Dataset entries:

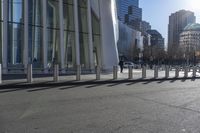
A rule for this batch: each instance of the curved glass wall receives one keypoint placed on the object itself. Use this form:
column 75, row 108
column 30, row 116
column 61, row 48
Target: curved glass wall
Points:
column 69, row 34
column 83, row 35
column 53, row 31
column 35, row 33
column 15, row 32
column 1, row 22
column 96, row 39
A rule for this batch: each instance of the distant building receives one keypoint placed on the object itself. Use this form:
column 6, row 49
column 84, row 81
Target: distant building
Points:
column 177, row 23
column 130, row 42
column 190, row 41
column 144, row 26
column 157, row 43
column 128, row 10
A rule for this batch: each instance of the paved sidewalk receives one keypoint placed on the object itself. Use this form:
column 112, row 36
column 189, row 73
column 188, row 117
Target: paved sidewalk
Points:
column 20, row 79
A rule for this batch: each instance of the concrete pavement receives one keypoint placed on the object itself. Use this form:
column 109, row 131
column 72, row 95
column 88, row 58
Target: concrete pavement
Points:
column 157, row 106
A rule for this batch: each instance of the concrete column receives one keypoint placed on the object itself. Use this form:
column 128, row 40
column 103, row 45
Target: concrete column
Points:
column 130, row 72
column 78, row 72
column 44, row 35
column 76, row 32
column 89, row 16
column 98, row 72
column 144, row 72
column 29, row 73
column 25, row 52
column 115, row 70
column 155, row 72
column 5, row 37
column 194, row 71
column 185, row 72
column 167, row 71
column 56, row 73
column 0, row 74
column 62, row 49
column 177, row 72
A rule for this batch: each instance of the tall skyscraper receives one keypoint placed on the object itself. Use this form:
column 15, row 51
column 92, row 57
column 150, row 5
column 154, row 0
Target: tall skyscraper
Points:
column 128, row 10
column 177, row 22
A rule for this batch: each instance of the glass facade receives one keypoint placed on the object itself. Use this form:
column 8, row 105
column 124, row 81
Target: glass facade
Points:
column 15, row 32
column 51, row 32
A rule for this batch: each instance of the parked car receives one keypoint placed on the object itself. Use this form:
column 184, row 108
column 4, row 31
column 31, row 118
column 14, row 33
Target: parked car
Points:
column 129, row 63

- **Task instructions**
Copy all of the dataset entries above word for word, leaving out the pictures.

- **Task output**
A rule for this batch: each instance of the curved glass wall receives one keypoint placed on the object itself. Use this form:
column 75, row 108
column 30, row 116
column 61, row 48
Target: curved glass wall
Points:
column 69, row 34
column 83, row 35
column 53, row 31
column 35, row 33
column 15, row 32
column 1, row 22
column 96, row 39
A rule for this batch: each instance of the distant building receives one keypoint placed on the object itself. Use this form:
column 6, row 49
column 84, row 81
Target: distant building
Points:
column 177, row 23
column 130, row 42
column 190, row 41
column 144, row 26
column 157, row 43
column 128, row 10
A rule for this batch: each instance of the paved sidewalk receives one keypoint placed on the object itself. Use this form:
column 112, row 36
column 189, row 73
column 188, row 117
Target: paved sidewalk
Points:
column 20, row 79
A rule for this batch: each instance of the concrete pavement receives one keypoint placed on the object itself. Use this form:
column 109, row 131
column 72, row 95
column 88, row 58
Target: concrete pavement
Points:
column 157, row 106
A rule for this batch: each instance of the concrete column receives one keypoint placed on the object itself. Use this form:
column 128, row 40
column 103, row 45
Target: concrete column
Points:
column 130, row 72
column 78, row 72
column 44, row 35
column 76, row 32
column 89, row 16
column 98, row 72
column 144, row 72
column 29, row 73
column 25, row 52
column 115, row 70
column 155, row 72
column 5, row 37
column 194, row 71
column 185, row 72
column 167, row 71
column 56, row 73
column 0, row 74
column 62, row 49
column 177, row 72
A rule for this batch: each instance of the tall skyscraper receives one keypoint placed on the object itself. Use this form:
column 15, row 51
column 92, row 57
column 150, row 5
column 154, row 0
Target: tall skyscraper
Points:
column 128, row 10
column 177, row 22
A rule for this batch: each instance of the glass facade receives one keypoint placed on the object itself. Use this form:
column 8, row 105
column 124, row 81
Target: glass facade
Points:
column 15, row 32
column 51, row 32
A rule for this batch: each instance of the parked car receives one keypoint placed on the object itself. Use this form:
column 184, row 108
column 4, row 31
column 31, row 118
column 14, row 33
Target: parked car
Points:
column 129, row 63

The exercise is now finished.